- _EXTRACTED DATA_
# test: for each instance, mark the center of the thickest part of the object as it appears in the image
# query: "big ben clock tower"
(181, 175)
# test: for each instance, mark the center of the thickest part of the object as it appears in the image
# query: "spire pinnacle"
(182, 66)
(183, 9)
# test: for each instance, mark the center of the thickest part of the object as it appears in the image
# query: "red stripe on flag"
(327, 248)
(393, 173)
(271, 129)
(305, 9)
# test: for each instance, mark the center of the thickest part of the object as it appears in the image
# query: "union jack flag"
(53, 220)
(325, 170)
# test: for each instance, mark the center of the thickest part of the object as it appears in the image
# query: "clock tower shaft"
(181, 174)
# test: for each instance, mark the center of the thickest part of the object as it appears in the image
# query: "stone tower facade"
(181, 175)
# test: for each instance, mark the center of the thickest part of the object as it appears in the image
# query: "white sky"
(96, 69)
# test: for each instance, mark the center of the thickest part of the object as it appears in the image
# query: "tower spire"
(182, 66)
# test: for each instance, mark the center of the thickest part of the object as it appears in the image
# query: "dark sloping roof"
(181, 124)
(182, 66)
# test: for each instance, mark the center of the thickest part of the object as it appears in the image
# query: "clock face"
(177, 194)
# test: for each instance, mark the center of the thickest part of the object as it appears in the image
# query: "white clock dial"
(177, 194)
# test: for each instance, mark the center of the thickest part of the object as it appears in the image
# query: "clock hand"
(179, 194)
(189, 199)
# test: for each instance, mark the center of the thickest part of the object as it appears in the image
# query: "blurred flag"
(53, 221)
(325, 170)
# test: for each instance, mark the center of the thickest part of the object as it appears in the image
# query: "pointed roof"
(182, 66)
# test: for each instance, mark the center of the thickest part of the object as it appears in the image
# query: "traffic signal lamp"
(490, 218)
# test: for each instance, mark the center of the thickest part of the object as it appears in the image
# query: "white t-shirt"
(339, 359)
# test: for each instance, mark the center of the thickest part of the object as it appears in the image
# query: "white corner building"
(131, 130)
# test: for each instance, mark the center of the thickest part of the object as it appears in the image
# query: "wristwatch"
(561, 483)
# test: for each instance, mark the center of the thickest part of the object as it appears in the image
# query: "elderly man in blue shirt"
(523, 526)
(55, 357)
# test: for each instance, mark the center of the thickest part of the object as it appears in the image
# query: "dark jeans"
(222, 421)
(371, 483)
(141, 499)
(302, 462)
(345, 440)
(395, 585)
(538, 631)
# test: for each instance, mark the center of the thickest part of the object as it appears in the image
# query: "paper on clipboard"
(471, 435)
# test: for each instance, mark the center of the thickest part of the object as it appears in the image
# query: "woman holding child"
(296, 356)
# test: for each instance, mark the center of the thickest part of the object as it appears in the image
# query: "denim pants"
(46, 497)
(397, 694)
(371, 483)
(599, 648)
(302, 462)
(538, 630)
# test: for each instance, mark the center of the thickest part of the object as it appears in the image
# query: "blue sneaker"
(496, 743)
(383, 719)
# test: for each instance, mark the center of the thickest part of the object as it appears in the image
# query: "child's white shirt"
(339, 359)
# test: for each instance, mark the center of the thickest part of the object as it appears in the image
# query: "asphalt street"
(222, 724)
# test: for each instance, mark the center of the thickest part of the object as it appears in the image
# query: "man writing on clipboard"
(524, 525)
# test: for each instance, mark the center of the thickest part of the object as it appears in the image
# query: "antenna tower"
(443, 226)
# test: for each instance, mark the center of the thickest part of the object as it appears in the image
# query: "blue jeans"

- _WHAT YOU SHOULD DO_
Repeat back the data above, exact to the last character.

- _SOLVED PROBLEM_
# test: for each instance, mark the center of the thickest part of the object as it appears in the image
# query: "big ben clock tower"
(181, 175)
# test: for each instance, mark the center of the thickest part of the object as it appears in the image
# query: "spire pinnacle"
(182, 66)
(183, 9)
# test: for each instance, mark the center of the thickest part of the object as it appears in the image
# query: "red stripe on flag"
(327, 248)
(393, 173)
(271, 129)
(305, 9)
# test: for each instance, mark the center of the thickest part of the object as it appears in the image
# query: "union jack flag"
(53, 220)
(325, 170)
# test: for each instance, mark the center of the thickest part of the object as it appears in the image
# query: "clock tower shaft"
(181, 174)
# test: for each instance, mark the center of the thickest part of the object as it appears in the image
# query: "stone tower facade"
(181, 175)
# test: for each instance, mark the center of the thickest part of the object as it appears in the image
# query: "white sky"
(96, 69)
# test: for each instance, mark the center of the thickest part of the object as it appears in the image
# query: "tower spire"
(182, 66)
# test: for each instance, mark the center of the thickest part of the object as it appears in the image
# query: "dark sloping roof"
(181, 124)
(182, 66)
# test: for each instance, mark the center of the thickest part of the object as it appears in the image
# query: "clock face"
(177, 194)
# test: for each instance, mark the center of the thickest part of the object as it appears in the image
# query: "white clock dial"
(177, 194)
# test: for each instance, mark the center of the thickest part of the object as it appears in the image
# query: "clock hand"
(179, 194)
(189, 199)
# test: for each instance, mark the center of the thickest part of the object as it appears in the image
# query: "blurred flag"
(53, 221)
(325, 170)
# test: for each instance, mark the center of the thickest part of the object as it appears in the image
# query: "pointed roof"
(182, 66)
# test: for each instance, mark the center of the thickest part of the object as it appears in the image
# query: "traffic signal lamp"
(490, 218)
# test: for each instance, mark the center of the thickest part of the object as it appears in the image
# query: "white t-shirt"
(339, 359)
# test: for each instance, mark the center of the thickest part of the object as it appears in the image
# query: "white corner building"
(131, 130)
# test: for each instance, mark the center of the thickest part of the object as it appears in the image
# query: "wristwatch"
(561, 483)
# test: for each instance, mark the center of the thickest part of the object as it appears in the image
# query: "elderly man in blue shirt"
(523, 526)
(55, 357)
# test: for each instance, mark the center of the thickest part of the object as it appears in the image
# query: "dark jeans"
(222, 421)
(371, 483)
(141, 499)
(302, 462)
(345, 440)
(395, 585)
(538, 631)
# test: for each instance, mark the center of the thickest part of the object as it appears in the image
# query: "paper on clipboard"
(471, 435)
# test: for each instance, mark the center of the thickest part of the object as it appears in the image
# query: "woman holding child"
(296, 356)
# test: for each instance, mark the center of the thickest part of the object as it appears in the image
# query: "denim pants"
(46, 497)
(397, 694)
(371, 483)
(599, 648)
(302, 462)
(538, 630)
# test: for each instance, mark the center of the thickest part of the object as it appears in the image
# query: "blue sneaker"
(496, 743)
(383, 719)
# test: for each instance, mark the center of the thickest part of the object as it appears in the image
# query: "child's white shirt"
(339, 359)
# test: for each instance, mark the center of the thickest part of the object as it appears in the image
# query: "asphalt street"
(222, 724)
# test: for each instance, mark the center of the thickest part of the object as it appears in the image
# query: "man writing on clipboard"
(524, 525)
# test: for each instance, mark the center of the thickest part of the object as it appears in the image
# query: "antenna tower"
(443, 226)
# test: for each instance, mark the center of the thickest part of the object as it appears in the image
# query: "blue jeans"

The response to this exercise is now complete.